:: Text section ::
▽

Matt Ridley has a predictable op-ed in the WSJ (based on our knowledge of his prior normative frame), Your Genes in an Envelope? More, Please. But the last section is interesting:
If freedom does not appeal, the clinching argument for allowing consumers unfiltered access to their own genes is a scientific one. The only way slight genetic influences on health are going to emerge is if thousands of people submit their genomes for testing, and the only way that is going to happen is voluntarily. Academic research projects cannot promise to create the huge databases that an enthusiastic populace applying to an entrepreneurial testing industry can spawn. Genetic knowledge, whether the high priests like it or not, is going to be a crowd-sourced phenomenon.

△

:: Your objective ::
Continue the blog post on Matt Ridley's op-ed about consumer genetic testing, picking up after its final sentence. The lines that come next are separate material and unrelated to the blog post above.

:: Given information ::
▽

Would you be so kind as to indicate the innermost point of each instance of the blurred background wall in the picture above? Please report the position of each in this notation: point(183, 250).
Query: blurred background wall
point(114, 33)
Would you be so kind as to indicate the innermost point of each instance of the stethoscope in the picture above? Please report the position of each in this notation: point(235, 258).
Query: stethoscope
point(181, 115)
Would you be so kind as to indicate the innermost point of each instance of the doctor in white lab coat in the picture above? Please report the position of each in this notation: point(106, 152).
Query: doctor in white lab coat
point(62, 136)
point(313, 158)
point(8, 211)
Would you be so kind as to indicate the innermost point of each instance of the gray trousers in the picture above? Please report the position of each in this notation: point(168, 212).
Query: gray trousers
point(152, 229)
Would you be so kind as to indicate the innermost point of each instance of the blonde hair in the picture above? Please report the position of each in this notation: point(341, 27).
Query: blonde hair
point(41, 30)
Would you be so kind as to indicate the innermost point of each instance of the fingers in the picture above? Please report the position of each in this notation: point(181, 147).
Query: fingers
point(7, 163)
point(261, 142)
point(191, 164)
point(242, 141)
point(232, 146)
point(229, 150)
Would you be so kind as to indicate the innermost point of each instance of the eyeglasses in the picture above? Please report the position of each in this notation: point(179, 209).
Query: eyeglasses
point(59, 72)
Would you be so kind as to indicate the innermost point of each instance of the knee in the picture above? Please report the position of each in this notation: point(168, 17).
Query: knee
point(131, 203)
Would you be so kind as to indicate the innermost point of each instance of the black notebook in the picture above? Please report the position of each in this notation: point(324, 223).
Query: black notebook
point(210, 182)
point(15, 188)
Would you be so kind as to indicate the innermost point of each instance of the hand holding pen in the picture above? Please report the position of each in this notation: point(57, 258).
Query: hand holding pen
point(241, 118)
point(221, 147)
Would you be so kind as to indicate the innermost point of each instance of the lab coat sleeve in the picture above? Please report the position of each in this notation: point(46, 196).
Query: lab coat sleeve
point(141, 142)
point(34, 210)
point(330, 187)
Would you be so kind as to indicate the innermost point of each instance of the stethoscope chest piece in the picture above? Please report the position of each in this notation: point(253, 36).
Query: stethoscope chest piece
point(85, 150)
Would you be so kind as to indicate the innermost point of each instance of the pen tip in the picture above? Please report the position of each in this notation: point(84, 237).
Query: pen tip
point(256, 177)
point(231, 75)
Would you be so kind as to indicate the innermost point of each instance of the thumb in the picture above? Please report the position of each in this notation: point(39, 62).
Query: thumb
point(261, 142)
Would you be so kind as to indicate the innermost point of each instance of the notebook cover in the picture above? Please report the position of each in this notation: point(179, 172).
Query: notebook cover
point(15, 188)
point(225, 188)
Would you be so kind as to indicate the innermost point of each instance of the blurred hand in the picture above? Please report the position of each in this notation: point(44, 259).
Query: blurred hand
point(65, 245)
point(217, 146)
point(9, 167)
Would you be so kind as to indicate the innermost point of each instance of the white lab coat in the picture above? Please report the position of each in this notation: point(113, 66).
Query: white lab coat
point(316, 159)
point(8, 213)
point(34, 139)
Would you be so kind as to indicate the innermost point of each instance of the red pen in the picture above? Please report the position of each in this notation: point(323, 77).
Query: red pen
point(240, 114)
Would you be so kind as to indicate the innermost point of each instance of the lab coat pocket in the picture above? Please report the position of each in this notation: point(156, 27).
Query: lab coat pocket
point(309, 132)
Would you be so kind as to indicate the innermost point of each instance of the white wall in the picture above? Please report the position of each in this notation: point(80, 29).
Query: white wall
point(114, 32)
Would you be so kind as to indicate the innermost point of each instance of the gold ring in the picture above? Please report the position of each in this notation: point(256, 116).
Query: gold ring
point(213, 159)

△

:: Answer to this task ::
I think "crowd-sourcing" has limits, but in many areas it will probably be the way of the future because there is a constraint on the labor hours of scholars. This was implicit in Joseph Pickrell's argument in Why DTC genetic testing is good for research. My post Resolutions in the Indian genetic layer cake was based on Zack Ajmal's particular interest in Indian genetics which prompted him to ask for both the Reich et al. and Chauby et al. data sets. Bringing the two data sets into one ADMIXTURE run easily allowed for the resolution of a major question about the prehistory of South Asia. There's was nothing preventing scholars from doing this first, but they are busy people and have a finite number of labor hours that they can devote to the sea of questions which are begging to be answered.